## Passage shown
------

Saturday, October 11, 2008

Body Contentment...

This summer I was at a local aquatic center with the kids and had given my appearance really no though prior because I was scrambling to slather sunscreen, pack and get three young bodies suited and ready to go. So… I find myself in the middle of the busyness realizing that I am going to strip my shorts and t-shirt off (swimsuit underneath) and reveal unshaven legs, nerdy tan-lines and grubby toenails not to mention the body that has not participated in any formal exercise in many months. The grand unveiling commenced and sort of anticlimactically…no one seemed to care.

I scurried after my daughter with very little self-consciousness despite circumstances and sat with her in the shallow end and played. Although I wasn’t uncomfortable, it is the nature of my mind to continue analyzing things…turning them this way and that. One of the things I thought was that the freedom and contentment with my body that I had always longed and prayed for had finally been realized. I could walk amongst strangers and friends in a fairly skimpy bathing suit and not really care. I used to yearn for this ease and thought that it would only come when I had reached a certain perfectionistic place with my body….but all efforts in that direction never got me to the place that I found myself in sitting with my daughter that afternoon. Could it be that contentment and freedom with your body is not a matter of exercise and controlling your food but has more to do with other less obvious factors? I believe the answer is an emphatic, “yes”!

I believe the constant striving toward changing your body to conform to some ideal that is different from your reality sends a message to yourself that basically says, “you are not acceptable or admirable the way you are.” There is nothing wrong with exercise and living a healthy lifestyle if done for the right reasons….to move you closer to your full potential in terms of the quality of your life (not the cultural ideal). However, most of us approach exercise as something that will help us realize our dreams of attaining a more perfect body or at the very least undo the damage we have done through our eating so that we can avoid moving farther away from the ideal. In the past I was an exercise convict….I loved it, was great at it and relied on it to make me feel good about myself and the day. If I missed exercising I felt just sort of off for the day and sometimes guilty. All of that exercise worship for 25 years, as I mentioned above, never got me to that comfortable place with my body that I was that afternoon at the aquatic center. So…what are the less obvious factors that influence body satisfaction? I think that would take pages and pages to answer, and likely varies a bit from one person to the next, but I will mention just a few.

------

## Excerpted data
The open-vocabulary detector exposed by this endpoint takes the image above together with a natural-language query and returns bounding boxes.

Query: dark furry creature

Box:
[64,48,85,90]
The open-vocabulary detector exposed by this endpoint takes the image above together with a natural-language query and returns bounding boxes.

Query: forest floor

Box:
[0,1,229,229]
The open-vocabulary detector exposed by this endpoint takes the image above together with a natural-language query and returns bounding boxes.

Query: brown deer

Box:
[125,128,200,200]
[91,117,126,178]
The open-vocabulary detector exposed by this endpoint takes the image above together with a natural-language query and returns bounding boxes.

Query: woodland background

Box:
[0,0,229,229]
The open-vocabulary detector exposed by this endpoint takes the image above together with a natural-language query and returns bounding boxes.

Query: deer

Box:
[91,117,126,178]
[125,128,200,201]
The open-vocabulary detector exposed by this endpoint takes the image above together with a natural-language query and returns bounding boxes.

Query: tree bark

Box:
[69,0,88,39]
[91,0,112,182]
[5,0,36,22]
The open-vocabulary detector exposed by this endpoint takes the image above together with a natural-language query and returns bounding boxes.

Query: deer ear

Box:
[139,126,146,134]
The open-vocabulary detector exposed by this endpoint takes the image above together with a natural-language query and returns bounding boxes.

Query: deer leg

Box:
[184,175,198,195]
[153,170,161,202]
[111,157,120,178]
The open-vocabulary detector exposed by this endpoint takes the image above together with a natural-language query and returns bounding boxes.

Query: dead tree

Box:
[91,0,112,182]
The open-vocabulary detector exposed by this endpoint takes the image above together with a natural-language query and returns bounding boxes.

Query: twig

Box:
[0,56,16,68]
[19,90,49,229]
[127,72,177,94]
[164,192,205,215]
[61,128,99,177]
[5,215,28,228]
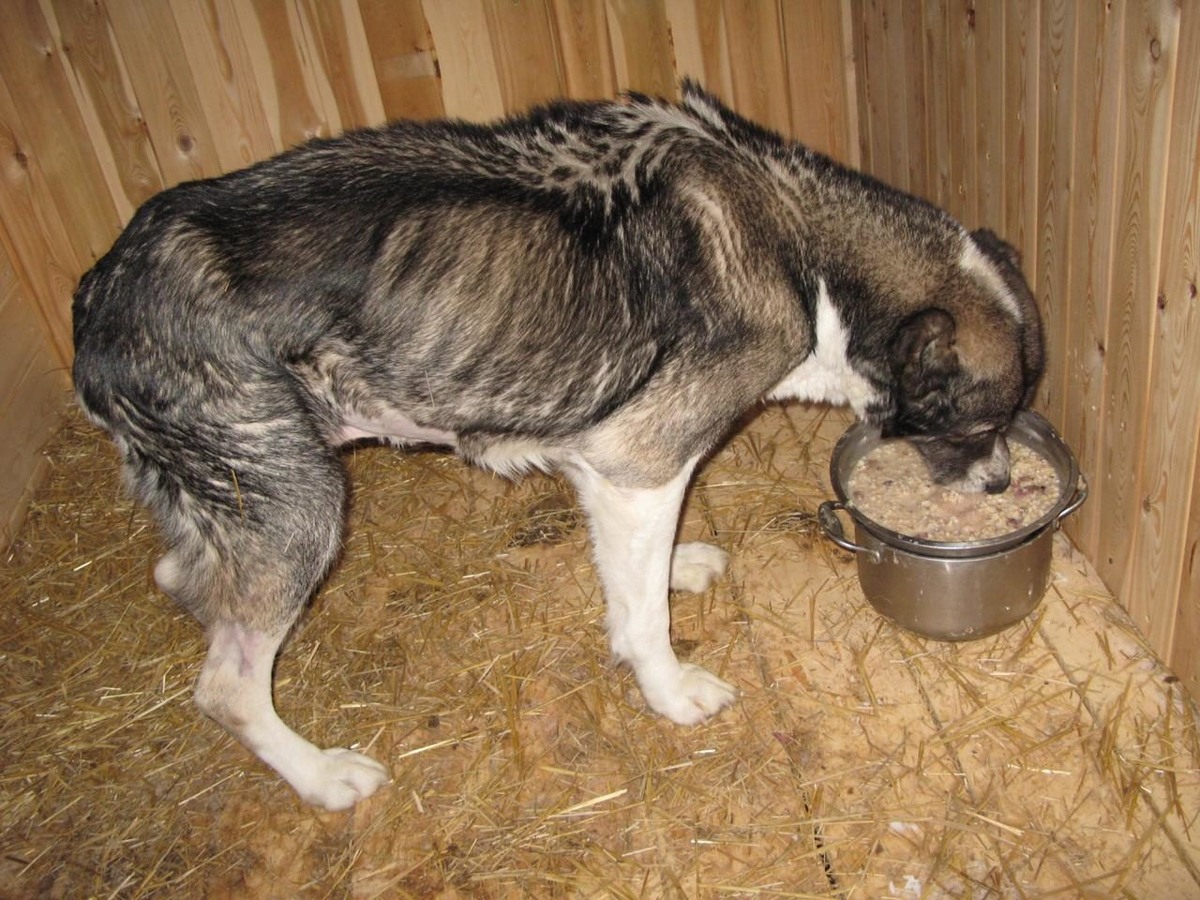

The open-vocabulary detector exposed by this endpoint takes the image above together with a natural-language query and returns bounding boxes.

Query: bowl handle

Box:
[817,500,880,563]
[1054,472,1087,528]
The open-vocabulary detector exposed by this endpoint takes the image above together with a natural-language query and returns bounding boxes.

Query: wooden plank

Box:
[666,0,733,103]
[551,0,617,100]
[967,2,1015,234]
[893,4,930,198]
[1096,0,1178,631]
[724,0,792,134]
[838,0,863,169]
[852,0,892,181]
[485,0,566,113]
[1056,6,1124,559]
[359,0,445,119]
[782,0,853,162]
[1034,0,1075,421]
[1161,5,1200,697]
[878,0,907,191]
[43,0,162,222]
[226,0,333,152]
[922,2,958,208]
[0,2,120,268]
[1002,0,1040,271]
[0,243,68,551]
[298,0,384,131]
[1121,5,1200,659]
[421,0,504,121]
[605,0,679,100]
[170,0,280,172]
[0,61,89,364]
[946,0,979,227]
[104,0,226,185]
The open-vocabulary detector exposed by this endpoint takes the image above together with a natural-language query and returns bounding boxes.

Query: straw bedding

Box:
[0,407,1200,898]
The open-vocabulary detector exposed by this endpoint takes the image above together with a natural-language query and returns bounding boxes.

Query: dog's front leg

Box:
[571,461,736,725]
[196,620,388,810]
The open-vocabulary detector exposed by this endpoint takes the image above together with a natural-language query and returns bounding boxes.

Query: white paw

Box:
[671,541,730,594]
[642,662,738,725]
[296,746,391,811]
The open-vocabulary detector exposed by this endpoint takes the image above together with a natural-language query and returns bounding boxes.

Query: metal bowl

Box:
[818,410,1087,641]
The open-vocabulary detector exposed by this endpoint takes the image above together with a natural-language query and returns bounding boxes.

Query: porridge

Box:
[846,440,1061,542]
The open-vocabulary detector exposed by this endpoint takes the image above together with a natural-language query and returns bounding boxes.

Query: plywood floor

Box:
[0,407,1200,899]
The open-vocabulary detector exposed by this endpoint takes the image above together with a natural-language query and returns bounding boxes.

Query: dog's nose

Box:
[983,472,1012,493]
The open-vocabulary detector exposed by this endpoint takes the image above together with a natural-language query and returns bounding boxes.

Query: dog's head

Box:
[883,230,1044,493]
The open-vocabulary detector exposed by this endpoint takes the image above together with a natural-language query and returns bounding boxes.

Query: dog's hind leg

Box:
[131,401,389,810]
[570,461,736,725]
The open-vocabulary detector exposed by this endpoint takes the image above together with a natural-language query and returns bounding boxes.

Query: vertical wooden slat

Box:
[421,0,504,121]
[228,0,333,151]
[1120,0,1185,653]
[359,0,445,119]
[880,0,907,191]
[170,0,280,170]
[946,0,979,227]
[1166,4,1200,697]
[0,240,67,550]
[854,0,893,181]
[1056,5,1123,558]
[724,0,792,134]
[605,0,678,98]
[0,2,119,270]
[299,0,384,131]
[1003,0,1040,270]
[893,2,931,198]
[967,2,1012,234]
[665,0,733,103]
[1094,0,1177,629]
[485,0,566,113]
[552,0,617,100]
[43,0,162,221]
[782,0,853,162]
[922,0,956,206]
[1034,0,1075,421]
[104,0,227,185]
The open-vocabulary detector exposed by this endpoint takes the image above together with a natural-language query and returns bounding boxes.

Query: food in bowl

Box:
[846,440,1062,544]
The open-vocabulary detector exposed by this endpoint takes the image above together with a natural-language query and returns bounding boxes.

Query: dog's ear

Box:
[892,308,959,397]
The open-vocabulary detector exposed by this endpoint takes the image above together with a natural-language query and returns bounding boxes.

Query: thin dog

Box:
[73,83,1043,809]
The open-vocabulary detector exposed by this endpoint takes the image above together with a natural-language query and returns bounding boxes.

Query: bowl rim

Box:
[829,409,1079,558]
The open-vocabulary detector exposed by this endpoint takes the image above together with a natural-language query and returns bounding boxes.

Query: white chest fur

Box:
[767,278,876,416]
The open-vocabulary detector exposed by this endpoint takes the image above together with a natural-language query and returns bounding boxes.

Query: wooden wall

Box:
[851,0,1200,695]
[0,0,1200,691]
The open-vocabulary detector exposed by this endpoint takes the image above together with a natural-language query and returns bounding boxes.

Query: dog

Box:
[73,82,1043,810]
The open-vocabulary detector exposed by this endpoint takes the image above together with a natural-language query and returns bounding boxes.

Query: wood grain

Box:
[0,240,67,551]
[1094,0,1178,631]
[1121,5,1200,658]
[359,0,445,119]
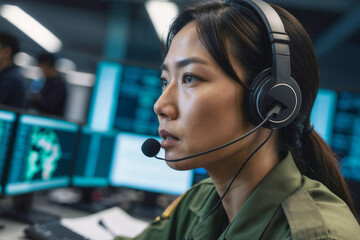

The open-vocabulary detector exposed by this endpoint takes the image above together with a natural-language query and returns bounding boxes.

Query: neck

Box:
[207,131,279,222]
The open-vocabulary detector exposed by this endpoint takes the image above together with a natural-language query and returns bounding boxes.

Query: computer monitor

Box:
[88,61,123,131]
[114,65,161,135]
[88,61,161,135]
[5,114,78,195]
[72,127,116,187]
[332,91,360,183]
[0,110,16,194]
[310,89,337,145]
[110,133,193,195]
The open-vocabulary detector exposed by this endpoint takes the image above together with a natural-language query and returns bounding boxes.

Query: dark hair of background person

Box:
[0,32,19,59]
[37,52,56,67]
[165,0,357,221]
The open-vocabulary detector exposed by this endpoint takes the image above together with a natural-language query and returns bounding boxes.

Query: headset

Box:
[240,0,302,129]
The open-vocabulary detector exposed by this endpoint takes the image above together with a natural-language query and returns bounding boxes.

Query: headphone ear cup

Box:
[248,68,301,129]
[247,68,272,125]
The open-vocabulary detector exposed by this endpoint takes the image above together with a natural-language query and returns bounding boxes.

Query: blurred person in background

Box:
[28,53,67,116]
[0,32,25,108]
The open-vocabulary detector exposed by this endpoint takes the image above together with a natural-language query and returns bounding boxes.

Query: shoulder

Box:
[282,177,360,240]
[156,178,215,221]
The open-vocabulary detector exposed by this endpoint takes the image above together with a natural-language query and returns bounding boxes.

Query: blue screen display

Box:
[310,89,337,145]
[72,127,116,187]
[332,92,360,182]
[0,110,16,193]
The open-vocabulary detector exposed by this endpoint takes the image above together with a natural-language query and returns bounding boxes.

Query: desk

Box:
[0,195,93,240]
[0,192,158,240]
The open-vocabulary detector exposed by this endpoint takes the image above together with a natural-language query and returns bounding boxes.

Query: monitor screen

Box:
[110,133,193,195]
[332,92,360,182]
[88,61,123,131]
[5,114,78,195]
[0,110,16,194]
[114,65,161,135]
[72,127,116,187]
[88,61,161,135]
[310,89,337,145]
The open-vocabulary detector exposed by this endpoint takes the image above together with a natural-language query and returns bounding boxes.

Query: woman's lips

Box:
[159,129,179,149]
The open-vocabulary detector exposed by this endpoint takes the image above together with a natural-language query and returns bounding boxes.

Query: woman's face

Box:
[154,23,251,169]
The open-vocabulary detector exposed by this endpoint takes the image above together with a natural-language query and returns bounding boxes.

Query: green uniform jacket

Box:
[117,154,360,240]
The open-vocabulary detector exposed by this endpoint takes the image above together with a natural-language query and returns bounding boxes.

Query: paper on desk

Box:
[61,207,149,240]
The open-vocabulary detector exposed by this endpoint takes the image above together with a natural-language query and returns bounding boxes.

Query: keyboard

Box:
[24,221,88,240]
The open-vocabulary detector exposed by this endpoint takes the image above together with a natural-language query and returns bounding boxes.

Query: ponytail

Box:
[295,131,359,221]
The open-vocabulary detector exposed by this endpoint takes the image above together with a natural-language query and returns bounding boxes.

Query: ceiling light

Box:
[14,52,36,67]
[0,4,62,53]
[145,1,179,42]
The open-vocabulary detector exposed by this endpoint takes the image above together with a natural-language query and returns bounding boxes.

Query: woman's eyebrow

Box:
[160,57,208,71]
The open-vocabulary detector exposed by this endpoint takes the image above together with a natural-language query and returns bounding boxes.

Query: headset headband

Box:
[241,0,291,89]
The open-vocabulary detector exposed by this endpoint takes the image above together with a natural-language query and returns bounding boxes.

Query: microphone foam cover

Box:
[141,138,161,157]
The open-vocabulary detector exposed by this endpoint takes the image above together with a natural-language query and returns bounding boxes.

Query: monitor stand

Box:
[2,193,60,224]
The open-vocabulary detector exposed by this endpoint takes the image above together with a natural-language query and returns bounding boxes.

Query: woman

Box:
[116,0,360,240]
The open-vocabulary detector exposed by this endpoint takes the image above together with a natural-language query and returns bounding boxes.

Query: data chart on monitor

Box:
[5,115,78,195]
[114,66,161,135]
[0,110,16,193]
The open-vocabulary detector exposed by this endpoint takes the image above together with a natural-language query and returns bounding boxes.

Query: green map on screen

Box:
[25,127,61,180]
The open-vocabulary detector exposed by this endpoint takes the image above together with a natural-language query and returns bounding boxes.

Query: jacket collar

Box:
[190,153,301,239]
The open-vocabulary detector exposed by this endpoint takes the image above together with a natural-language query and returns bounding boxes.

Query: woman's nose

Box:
[154,86,178,120]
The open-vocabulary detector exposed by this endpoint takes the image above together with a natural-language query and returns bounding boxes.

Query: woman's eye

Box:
[183,74,199,84]
[160,78,169,88]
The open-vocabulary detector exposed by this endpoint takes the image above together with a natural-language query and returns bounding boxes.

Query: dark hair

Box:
[166,0,356,220]
[0,32,19,59]
[37,52,56,67]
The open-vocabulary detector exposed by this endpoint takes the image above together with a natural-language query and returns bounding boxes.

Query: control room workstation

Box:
[0,62,360,238]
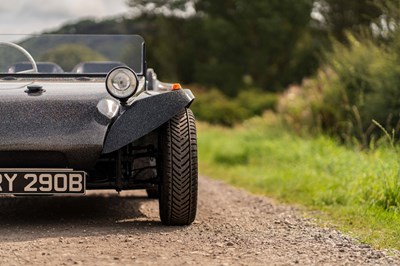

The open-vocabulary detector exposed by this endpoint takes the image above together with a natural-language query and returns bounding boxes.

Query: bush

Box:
[278,35,400,146]
[191,87,277,126]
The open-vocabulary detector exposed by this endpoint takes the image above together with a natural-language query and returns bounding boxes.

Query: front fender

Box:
[103,90,194,153]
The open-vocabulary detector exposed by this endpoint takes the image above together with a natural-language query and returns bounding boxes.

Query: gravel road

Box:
[0,177,400,265]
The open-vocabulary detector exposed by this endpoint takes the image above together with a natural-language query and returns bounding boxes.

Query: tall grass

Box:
[198,115,400,249]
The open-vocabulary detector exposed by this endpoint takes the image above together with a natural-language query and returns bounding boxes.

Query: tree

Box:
[40,44,107,71]
[129,0,317,95]
[314,0,382,42]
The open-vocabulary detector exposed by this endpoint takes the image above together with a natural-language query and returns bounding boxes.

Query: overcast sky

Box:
[0,0,127,34]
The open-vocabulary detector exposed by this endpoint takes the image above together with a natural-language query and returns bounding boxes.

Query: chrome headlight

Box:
[106,67,139,101]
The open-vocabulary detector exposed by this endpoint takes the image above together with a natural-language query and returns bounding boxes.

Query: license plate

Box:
[0,169,86,195]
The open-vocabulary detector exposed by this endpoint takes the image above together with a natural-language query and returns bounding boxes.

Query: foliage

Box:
[125,0,317,96]
[198,118,400,249]
[40,44,107,71]
[191,88,277,126]
[314,0,382,42]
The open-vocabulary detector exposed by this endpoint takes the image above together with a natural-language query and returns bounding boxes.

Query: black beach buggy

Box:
[0,35,197,225]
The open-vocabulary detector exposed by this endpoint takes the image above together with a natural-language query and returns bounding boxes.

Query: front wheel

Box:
[159,108,198,225]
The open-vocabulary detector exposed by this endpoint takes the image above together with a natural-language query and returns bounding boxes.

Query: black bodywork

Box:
[0,35,194,191]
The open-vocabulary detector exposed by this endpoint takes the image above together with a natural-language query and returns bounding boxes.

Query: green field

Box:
[198,115,400,250]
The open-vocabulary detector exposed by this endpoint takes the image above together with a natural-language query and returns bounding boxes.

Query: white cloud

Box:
[0,0,128,34]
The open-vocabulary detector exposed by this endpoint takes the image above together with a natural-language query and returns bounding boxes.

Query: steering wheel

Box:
[0,42,39,73]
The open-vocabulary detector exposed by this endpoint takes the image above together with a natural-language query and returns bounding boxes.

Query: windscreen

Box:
[0,34,145,75]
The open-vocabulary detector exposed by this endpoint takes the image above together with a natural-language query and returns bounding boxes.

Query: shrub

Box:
[279,35,400,146]
[191,87,277,126]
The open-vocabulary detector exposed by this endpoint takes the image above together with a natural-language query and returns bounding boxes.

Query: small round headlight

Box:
[106,67,139,101]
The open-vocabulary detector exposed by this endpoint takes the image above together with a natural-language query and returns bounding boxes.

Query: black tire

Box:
[146,188,160,199]
[159,109,198,225]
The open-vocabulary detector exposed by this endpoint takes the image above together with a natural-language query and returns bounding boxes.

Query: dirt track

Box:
[0,178,400,265]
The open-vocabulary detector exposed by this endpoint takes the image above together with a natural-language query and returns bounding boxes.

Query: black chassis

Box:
[86,87,194,191]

------

## Job 1
In the body contentment post, for how many years did the writer rely on exercise worship?
## Job 2
Please list the things the writer of the body contentment post was scrambling to do before going to the aquatic center.
## Job 3
Carry the body contentment post forward from its last sentence.
The records aren't needed for any of this.

## Final result 1
25 years.

## Final result 2
- Slather sunscreen
- Pack
- Get three young bodies suited and ready to go

## Final result 3
I think having something greater than yourself in your life that you are responsible for and invested in is essential. It pulls us out of the hyper-sensitive self assessments that we tend to engage in perpetually. An example…I was at a recent event again in my swimsuit, reflecting in a non-harsh but more inquisitive way about my thighs, when along side of me came a young girl in a wheelchair. She had a puffy pale face and a shaved head that revealed many scars. I could see her body was frail as her father lifted her from the chair and carried her slowly into the pool. I could only guess what devastating childhood illness had encamped in her body but I can tell you one thing…I forgot entirely about my thighs and started praying for that little girl and her family and thanked God for my health and the health of my children. When you realize the awesomeness and fragility of life and all that is in it then you naturally are drawn toward an investment in that rather than the superficial.

I think that along with investment in something greater than yourself, it is important to stay busy. Not the sort of frenetic busy that accomplishes very little but the steady marching forward while engaging in worthwhile, healthy or altruistic endeavors. To put it simply…when you have less time to “contemplate your navel”…your navel just seems less important.

Of course there are many other variables that have moved me toward body contentment… which leads me to my assignment for you. What are some things (other than exercise and controlling your food) that have provided you greater body satisfaction? Reflect on the times you have felt just great about yourself and explore what factors contributed. If you are willing…please share these in comment-form here on this blog so that we can all benefit.

All for now…
Lisa

3 comments:

Anonymous said...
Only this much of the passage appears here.